━━━ Given passage
There was indeed time before the universe and we're just now learning about how conditions in the immediate time before the big bang influenced the large-scale structure of the universe, as well as what caused the big bang to happen in the first place.

LHutton
September 20th, 2015, 12:55 AM
There was indeed time before the universe and we're just now learning about how conditions in the immediate time before the big bang influenced the large-scale structure of the universe, as well as what caused the big bang to happen in the first place.
Before the Big Bang, or before the universe? I have read about this but I was counting that as part of the universe's existence.

http://news.sciencemag.org/physics/2014/04/scientists-find-imprint-universe-existed-big-bang

Which direction was time actually flowing in at such a point?

Also:

http://www.livescience.com/49958-theory-no-big-bang.html
http://arxiv.org/pdf/1411.0753.pdf
http://www.sciencedirect.com/science/article/pii/S0370269314009381

mk
September 20th, 2015, 02:06 AM
The problem is in meanings of those special words.
━━━━━━
Goal a: Revise the forum excerpt from "Before the Big Bang, or" down to "such a point?", putting "treating" wherever "counting" appears.
The forum excerpt and the entries that follow it are unrelated pieces of material.
━━━ Data provided
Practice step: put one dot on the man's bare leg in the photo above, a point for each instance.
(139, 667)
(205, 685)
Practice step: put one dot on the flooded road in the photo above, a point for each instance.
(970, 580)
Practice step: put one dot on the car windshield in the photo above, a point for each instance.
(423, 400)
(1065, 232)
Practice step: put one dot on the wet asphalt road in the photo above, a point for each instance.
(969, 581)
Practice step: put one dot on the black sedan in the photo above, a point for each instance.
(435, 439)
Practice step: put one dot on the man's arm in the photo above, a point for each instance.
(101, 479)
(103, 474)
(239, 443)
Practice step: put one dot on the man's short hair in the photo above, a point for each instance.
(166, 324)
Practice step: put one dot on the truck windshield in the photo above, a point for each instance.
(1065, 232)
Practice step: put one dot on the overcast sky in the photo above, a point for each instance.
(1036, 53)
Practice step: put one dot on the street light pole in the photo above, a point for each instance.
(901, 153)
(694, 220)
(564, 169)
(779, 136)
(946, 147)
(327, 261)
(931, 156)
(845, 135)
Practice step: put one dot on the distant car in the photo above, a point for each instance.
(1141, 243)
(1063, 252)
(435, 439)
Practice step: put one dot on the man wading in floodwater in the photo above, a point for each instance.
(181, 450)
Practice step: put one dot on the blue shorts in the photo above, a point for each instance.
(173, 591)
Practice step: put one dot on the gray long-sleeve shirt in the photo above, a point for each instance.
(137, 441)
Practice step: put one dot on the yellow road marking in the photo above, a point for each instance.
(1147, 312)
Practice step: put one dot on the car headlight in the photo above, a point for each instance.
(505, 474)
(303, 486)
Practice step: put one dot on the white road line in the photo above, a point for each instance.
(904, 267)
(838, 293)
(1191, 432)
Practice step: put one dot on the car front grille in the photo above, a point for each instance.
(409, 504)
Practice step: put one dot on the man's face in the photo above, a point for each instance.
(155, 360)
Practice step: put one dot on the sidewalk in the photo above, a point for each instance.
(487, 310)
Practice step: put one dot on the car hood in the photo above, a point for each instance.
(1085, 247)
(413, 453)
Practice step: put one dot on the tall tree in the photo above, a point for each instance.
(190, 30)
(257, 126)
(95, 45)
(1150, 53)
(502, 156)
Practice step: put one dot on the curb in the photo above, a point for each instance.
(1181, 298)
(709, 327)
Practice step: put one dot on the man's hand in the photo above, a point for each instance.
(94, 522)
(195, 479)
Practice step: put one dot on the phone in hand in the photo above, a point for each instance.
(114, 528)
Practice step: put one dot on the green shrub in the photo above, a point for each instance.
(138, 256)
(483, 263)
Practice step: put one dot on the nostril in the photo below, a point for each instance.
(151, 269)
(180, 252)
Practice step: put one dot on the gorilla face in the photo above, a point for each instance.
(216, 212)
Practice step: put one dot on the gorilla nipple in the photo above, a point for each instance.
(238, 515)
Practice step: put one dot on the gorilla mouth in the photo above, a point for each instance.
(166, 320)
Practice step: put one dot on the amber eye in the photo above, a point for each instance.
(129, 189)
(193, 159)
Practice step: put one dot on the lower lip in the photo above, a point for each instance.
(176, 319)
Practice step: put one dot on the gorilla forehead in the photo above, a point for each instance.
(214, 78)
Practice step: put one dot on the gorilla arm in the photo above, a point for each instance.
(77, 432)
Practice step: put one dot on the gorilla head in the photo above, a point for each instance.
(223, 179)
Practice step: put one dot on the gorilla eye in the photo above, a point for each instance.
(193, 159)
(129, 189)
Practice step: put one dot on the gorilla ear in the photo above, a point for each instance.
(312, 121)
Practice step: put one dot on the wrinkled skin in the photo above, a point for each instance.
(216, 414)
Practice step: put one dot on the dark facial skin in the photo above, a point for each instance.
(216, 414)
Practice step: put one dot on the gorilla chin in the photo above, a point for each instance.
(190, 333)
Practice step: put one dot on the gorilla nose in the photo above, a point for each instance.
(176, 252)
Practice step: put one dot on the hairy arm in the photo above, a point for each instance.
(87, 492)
━━━━━━
Goal b: Collect every line of the entries above that contains the string "skin", matching case exactly.

Written solution a:
Before the Big Bang, or before the universe? I have read about this but I was treating that as part of the universe's existence.

http://news.sciencemag.org/physics/2014/04/scientists-find-imprint-universe-existed-big-bang

Which direction was time actually flowing in at such a point?

Written solution b:
Practice step: put one dot on the wrinkled skin in the photo above, a point for each instance.
Practice step: put one dot on the dark facial skin in the photo above, a point for each instance.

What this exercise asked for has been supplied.